Article
* BEGIN *

The ICC’s Article 61 is almost identical to the ICTY’s 61 proceeding. The only difference is that, unlike the ICTY, the ICC approach provides a role for defense counsel in the in absentia confirmation of charges proceeding. In May 2024, the ICC Registrar circulated a call for Defense Counsel to represent Kony at the upcoming in absentia proceeding, and on 21 June 2024 the Registrar notified the ICC that it had appointed British barrister Peter Haynes to do so. Haynes has represented defendants before the ICTY, the Special Tribunal for Lebanon, and the ICC, including Jean-Pierre Bemba, who was acquitted of all charges.
Justifying an In Absentia Proceeding for Kony
ICC Rules 123(2) and 125(1), which implement Article 61, require the prosecution to prove “cause” before the Pre-Trial Chamber will authorize an in absentia confirmation proceeding. This proved a bit awkward for the prosecution in the Kony case because prior to requesting in absentia confirmation in November of 2022, the Prosecution had been “resolutely” opposed to such a proceeding for Kony because of “the enormous expense of … time, money, and effort for no benefit at all” (Transcript from Ongwen Case, p. 26). Nothing had changed in November 2022 except the prosecution’s position.

* END *

According to the article, why was the requirement to prove "cause" awkward for the prosecution in the Kony case? Answer in one to three sentences.

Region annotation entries

* BEGIN *

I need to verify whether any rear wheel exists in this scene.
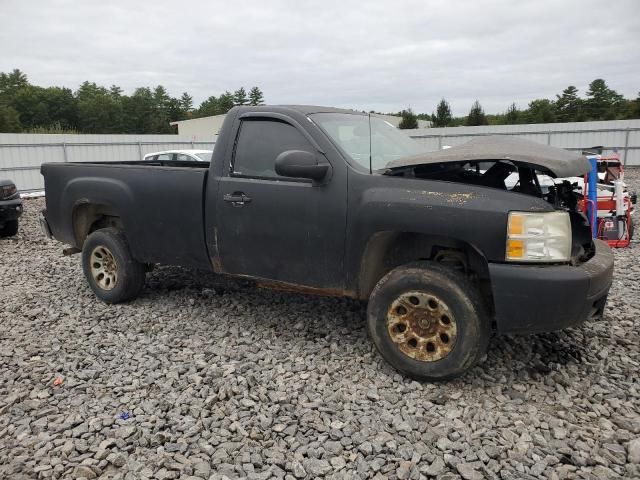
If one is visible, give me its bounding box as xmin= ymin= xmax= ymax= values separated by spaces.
xmin=82 ymin=228 xmax=146 ymax=303
xmin=367 ymin=262 xmax=491 ymax=380
xmin=0 ymin=220 xmax=18 ymax=237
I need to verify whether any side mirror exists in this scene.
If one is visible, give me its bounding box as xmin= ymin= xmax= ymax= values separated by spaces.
xmin=276 ymin=150 xmax=329 ymax=181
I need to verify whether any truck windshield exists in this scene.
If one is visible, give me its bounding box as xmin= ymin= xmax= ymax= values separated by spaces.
xmin=310 ymin=113 xmax=425 ymax=172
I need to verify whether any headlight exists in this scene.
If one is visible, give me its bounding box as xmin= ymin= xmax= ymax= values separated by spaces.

* END *

Finished exercise
Before it requested in absentia confirmation in November 2022, the prosecution had "resolutely" opposed such a proceeding for Kony, citing "the enormous expense of … time, money, and effort for no benefit at all." By November 2022, nothing had changed except the prosecution's own position.